Entries taken from a collection:
↓

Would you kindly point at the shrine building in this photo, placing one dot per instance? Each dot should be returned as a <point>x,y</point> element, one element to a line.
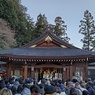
<point>46,57</point>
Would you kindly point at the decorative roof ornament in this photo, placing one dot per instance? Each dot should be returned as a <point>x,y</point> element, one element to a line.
<point>48,39</point>
<point>33,46</point>
<point>63,46</point>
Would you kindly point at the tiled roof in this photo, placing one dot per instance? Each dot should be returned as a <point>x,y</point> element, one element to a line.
<point>46,51</point>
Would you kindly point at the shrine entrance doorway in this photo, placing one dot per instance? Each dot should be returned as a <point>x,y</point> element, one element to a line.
<point>51,73</point>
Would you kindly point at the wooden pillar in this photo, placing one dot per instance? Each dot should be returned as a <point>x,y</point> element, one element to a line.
<point>9,70</point>
<point>25,71</point>
<point>86,72</point>
<point>67,73</point>
<point>32,72</point>
<point>64,73</point>
<point>71,70</point>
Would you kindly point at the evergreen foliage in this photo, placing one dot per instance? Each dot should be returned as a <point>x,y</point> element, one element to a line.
<point>87,28</point>
<point>41,25</point>
<point>15,14</point>
<point>60,29</point>
<point>25,29</point>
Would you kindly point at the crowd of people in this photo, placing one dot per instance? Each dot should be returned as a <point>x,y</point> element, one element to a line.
<point>29,86</point>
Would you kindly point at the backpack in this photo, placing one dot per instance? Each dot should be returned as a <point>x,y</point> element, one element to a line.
<point>73,91</point>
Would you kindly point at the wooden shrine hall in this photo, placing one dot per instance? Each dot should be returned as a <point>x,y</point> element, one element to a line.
<point>46,57</point>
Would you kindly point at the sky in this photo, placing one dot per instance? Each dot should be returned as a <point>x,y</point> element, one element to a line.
<point>71,11</point>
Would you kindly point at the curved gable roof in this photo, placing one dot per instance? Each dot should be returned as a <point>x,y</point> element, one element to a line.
<point>50,35</point>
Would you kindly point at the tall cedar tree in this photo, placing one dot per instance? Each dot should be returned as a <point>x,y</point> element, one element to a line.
<point>87,28</point>
<point>41,25</point>
<point>15,14</point>
<point>60,29</point>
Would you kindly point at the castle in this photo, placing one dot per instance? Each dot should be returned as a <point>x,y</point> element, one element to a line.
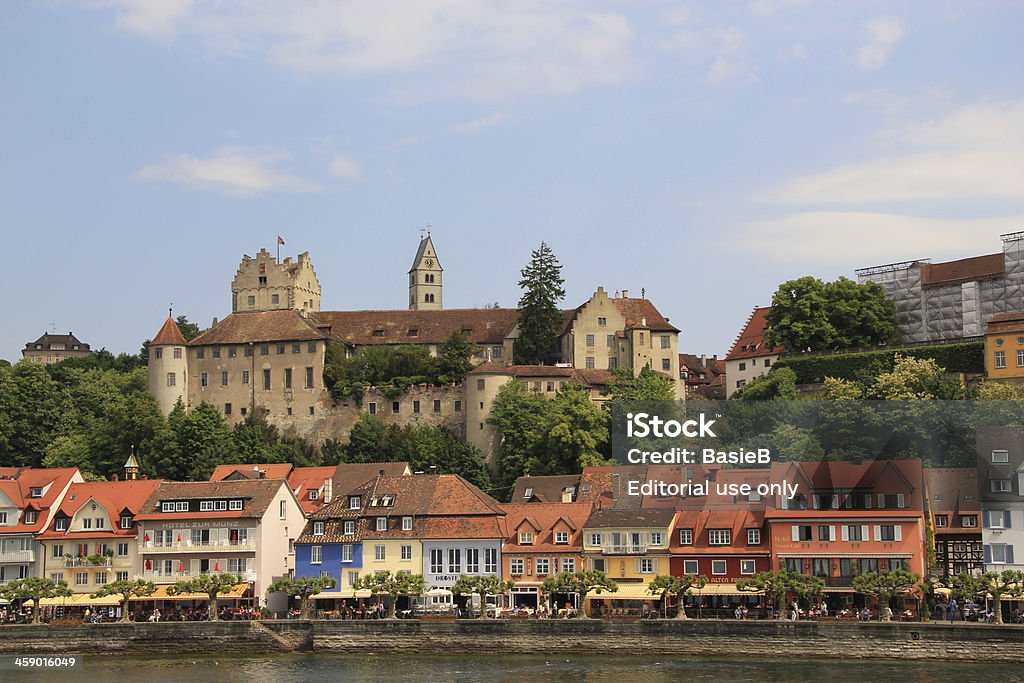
<point>267,356</point>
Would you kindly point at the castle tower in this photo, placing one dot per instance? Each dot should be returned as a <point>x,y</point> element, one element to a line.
<point>169,367</point>
<point>425,279</point>
<point>262,284</point>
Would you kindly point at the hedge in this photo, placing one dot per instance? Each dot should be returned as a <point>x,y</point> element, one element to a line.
<point>956,357</point>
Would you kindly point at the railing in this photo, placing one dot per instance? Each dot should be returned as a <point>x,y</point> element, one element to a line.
<point>624,550</point>
<point>197,547</point>
<point>17,556</point>
<point>103,561</point>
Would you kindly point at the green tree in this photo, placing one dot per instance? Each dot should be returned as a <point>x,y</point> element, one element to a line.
<point>647,385</point>
<point>664,586</point>
<point>139,588</point>
<point>809,314</point>
<point>391,585</point>
<point>581,584</point>
<point>540,317</point>
<point>887,584</point>
<point>35,589</point>
<point>772,584</point>
<point>210,585</point>
<point>303,588</point>
<point>455,359</point>
<point>482,586</point>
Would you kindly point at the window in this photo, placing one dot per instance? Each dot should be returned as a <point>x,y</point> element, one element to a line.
<point>719,537</point>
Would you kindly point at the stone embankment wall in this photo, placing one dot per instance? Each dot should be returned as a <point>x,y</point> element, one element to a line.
<point>752,639</point>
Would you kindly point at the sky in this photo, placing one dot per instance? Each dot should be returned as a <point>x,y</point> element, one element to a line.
<point>699,152</point>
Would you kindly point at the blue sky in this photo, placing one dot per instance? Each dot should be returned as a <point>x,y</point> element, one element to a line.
<point>704,152</point>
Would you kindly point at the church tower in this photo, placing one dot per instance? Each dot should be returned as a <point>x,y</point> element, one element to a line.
<point>425,279</point>
<point>169,367</point>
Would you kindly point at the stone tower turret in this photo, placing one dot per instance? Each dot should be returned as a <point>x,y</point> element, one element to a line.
<point>262,284</point>
<point>425,279</point>
<point>169,367</point>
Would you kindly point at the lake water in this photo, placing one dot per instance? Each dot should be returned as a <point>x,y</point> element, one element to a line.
<point>518,669</point>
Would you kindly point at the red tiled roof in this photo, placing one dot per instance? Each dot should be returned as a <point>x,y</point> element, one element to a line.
<point>169,335</point>
<point>365,328</point>
<point>751,342</point>
<point>963,270</point>
<point>257,327</point>
<point>641,312</point>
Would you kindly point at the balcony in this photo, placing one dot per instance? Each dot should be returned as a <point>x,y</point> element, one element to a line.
<point>91,561</point>
<point>625,550</point>
<point>186,547</point>
<point>17,556</point>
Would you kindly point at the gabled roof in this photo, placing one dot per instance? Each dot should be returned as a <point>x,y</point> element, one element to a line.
<point>257,495</point>
<point>260,327</point>
<point>169,335</point>
<point>751,341</point>
<point>367,328</point>
<point>114,497</point>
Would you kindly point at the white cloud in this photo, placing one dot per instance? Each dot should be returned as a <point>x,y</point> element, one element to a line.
<point>472,47</point>
<point>860,239</point>
<point>972,153</point>
<point>233,171</point>
<point>344,167</point>
<point>883,34</point>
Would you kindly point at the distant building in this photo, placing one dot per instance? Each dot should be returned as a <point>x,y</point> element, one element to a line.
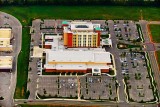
<point>5,38</point>
<point>81,34</point>
<point>78,62</point>
<point>51,41</point>
<point>6,63</point>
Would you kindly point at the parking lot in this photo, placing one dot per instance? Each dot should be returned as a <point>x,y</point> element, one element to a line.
<point>98,87</point>
<point>130,65</point>
<point>91,87</point>
<point>57,87</point>
<point>134,68</point>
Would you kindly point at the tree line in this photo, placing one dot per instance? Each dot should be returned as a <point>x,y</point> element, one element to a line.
<point>82,2</point>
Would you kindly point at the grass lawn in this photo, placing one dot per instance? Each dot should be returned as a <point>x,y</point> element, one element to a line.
<point>158,57</point>
<point>25,14</point>
<point>54,105</point>
<point>28,13</point>
<point>155,31</point>
<point>23,61</point>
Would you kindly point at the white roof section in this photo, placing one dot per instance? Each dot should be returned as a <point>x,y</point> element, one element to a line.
<point>5,33</point>
<point>78,56</point>
<point>6,62</point>
<point>37,52</point>
<point>76,66</point>
<point>106,41</point>
<point>78,26</point>
<point>81,26</point>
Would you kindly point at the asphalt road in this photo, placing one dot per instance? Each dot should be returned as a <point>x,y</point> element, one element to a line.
<point>84,103</point>
<point>152,57</point>
<point>17,33</point>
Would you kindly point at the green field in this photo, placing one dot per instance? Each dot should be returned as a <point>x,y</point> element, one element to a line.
<point>23,61</point>
<point>42,105</point>
<point>25,14</point>
<point>28,13</point>
<point>155,31</point>
<point>158,59</point>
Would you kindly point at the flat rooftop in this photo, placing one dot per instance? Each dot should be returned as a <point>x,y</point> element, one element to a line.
<point>6,62</point>
<point>5,33</point>
<point>37,52</point>
<point>77,25</point>
<point>78,56</point>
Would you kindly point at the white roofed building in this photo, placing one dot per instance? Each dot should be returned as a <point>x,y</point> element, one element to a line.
<point>77,61</point>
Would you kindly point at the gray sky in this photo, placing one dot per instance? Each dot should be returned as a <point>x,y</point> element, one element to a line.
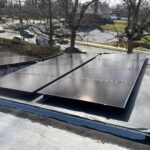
<point>111,2</point>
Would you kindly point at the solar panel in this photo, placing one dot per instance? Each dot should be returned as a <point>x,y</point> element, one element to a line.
<point>34,77</point>
<point>15,59</point>
<point>112,94</point>
<point>107,80</point>
<point>25,82</point>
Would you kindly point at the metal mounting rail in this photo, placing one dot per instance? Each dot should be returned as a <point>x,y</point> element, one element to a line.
<point>128,133</point>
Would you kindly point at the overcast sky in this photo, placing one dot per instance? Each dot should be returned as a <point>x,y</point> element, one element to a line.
<point>111,2</point>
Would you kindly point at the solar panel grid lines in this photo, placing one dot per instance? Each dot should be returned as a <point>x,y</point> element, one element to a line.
<point>112,86</point>
<point>105,93</point>
<point>44,73</point>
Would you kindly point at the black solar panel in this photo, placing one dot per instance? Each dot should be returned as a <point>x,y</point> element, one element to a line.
<point>112,94</point>
<point>108,80</point>
<point>15,59</point>
<point>36,76</point>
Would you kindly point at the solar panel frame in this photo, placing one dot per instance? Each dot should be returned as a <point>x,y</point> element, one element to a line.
<point>58,72</point>
<point>73,76</point>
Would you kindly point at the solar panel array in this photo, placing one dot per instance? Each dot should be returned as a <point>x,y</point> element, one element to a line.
<point>107,80</point>
<point>32,78</point>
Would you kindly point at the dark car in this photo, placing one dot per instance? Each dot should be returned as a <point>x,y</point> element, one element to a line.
<point>26,34</point>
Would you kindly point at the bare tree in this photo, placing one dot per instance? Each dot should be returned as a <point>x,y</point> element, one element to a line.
<point>2,5</point>
<point>45,8</point>
<point>138,21</point>
<point>74,16</point>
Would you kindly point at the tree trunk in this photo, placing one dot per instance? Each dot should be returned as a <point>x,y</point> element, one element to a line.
<point>130,46</point>
<point>50,25</point>
<point>73,38</point>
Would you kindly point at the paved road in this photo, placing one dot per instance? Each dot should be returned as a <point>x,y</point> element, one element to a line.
<point>97,35</point>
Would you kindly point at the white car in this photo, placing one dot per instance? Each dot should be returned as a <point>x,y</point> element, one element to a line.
<point>44,42</point>
<point>2,30</point>
<point>19,38</point>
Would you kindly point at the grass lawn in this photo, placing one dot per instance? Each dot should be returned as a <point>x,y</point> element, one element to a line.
<point>117,26</point>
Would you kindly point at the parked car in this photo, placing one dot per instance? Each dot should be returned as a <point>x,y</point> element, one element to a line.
<point>2,30</point>
<point>19,38</point>
<point>19,27</point>
<point>44,42</point>
<point>26,34</point>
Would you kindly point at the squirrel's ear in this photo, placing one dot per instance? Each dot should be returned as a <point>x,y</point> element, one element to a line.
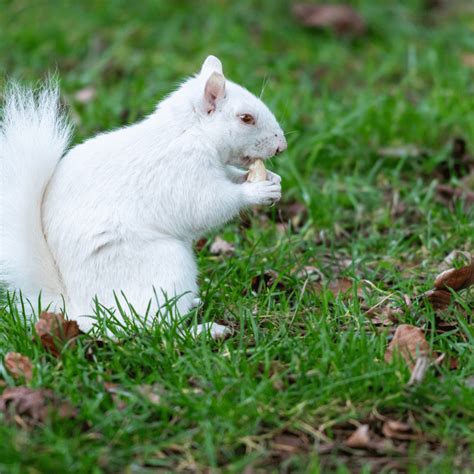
<point>210,65</point>
<point>214,91</point>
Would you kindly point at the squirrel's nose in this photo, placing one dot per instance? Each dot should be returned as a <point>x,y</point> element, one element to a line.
<point>282,145</point>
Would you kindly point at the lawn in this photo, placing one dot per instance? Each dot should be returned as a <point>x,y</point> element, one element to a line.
<point>371,120</point>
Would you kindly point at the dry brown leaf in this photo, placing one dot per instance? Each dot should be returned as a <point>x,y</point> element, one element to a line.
<point>290,442</point>
<point>341,286</point>
<point>439,299</point>
<point>29,407</point>
<point>221,247</point>
<point>55,332</point>
<point>19,366</point>
<point>409,341</point>
<point>455,256</point>
<point>456,279</point>
<point>399,430</point>
<point>339,18</point>
<point>360,438</point>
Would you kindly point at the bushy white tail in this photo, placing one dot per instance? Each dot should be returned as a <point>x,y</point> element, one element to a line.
<point>33,137</point>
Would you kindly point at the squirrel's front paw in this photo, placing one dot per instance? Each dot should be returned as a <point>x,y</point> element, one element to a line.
<point>262,192</point>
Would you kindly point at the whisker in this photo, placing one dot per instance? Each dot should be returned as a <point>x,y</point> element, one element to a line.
<point>264,85</point>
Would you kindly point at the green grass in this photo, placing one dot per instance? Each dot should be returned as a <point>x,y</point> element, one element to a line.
<point>299,361</point>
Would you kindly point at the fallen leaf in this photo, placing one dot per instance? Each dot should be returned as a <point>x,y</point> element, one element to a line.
<point>55,332</point>
<point>456,278</point>
<point>29,407</point>
<point>221,247</point>
<point>409,341</point>
<point>341,286</point>
<point>290,443</point>
<point>399,430</point>
<point>85,95</point>
<point>454,256</point>
<point>439,299</point>
<point>339,18</point>
<point>19,366</point>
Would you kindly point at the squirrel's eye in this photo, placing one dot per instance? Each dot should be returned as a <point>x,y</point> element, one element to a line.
<point>248,119</point>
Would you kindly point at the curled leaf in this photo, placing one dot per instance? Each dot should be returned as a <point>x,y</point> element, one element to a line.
<point>221,247</point>
<point>29,407</point>
<point>55,332</point>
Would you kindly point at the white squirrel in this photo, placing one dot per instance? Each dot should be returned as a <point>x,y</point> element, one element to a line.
<point>118,213</point>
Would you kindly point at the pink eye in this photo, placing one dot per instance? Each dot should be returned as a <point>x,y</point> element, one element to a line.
<point>247,119</point>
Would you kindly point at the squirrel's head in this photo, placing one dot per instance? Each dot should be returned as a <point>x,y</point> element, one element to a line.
<point>240,125</point>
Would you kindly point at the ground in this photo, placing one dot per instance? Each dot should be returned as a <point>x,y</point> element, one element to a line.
<point>371,120</point>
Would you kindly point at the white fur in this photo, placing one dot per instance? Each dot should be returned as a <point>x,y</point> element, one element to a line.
<point>122,209</point>
<point>33,137</point>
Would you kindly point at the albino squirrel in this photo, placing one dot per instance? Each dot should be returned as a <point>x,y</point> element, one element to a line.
<point>117,214</point>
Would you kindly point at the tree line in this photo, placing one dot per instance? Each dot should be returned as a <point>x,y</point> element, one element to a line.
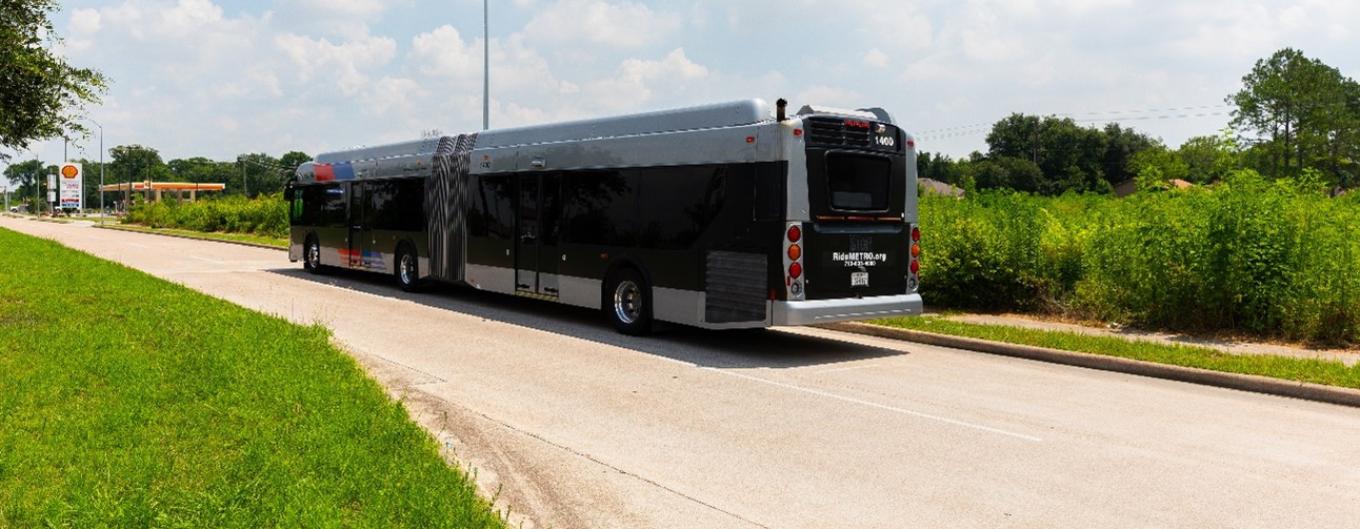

↑

# WHAT TO PRODUCE
The copy must start at the line containing "Would you kindly point at the white fur" and end at the last line of the records, matching each line exactly and holding no pictures.

# OUTPUT OF THE TASK
Would you kindly point at the white fur in this photo, placing one dot per instance? Each dot should be returned as a <point>x,y</point> element, one element to a line.
<point>122,209</point>
<point>33,137</point>
Would you kindly point at the albino squirrel in this photo, placing one dot per instance? Each dot should be returned as a <point>x,y</point> element, one element to a line.
<point>117,214</point>
Would you kindly point at the tree line in this photo, placing one dot per instance? Each dot should be returned as a <point>x,y</point> element, one element to a line.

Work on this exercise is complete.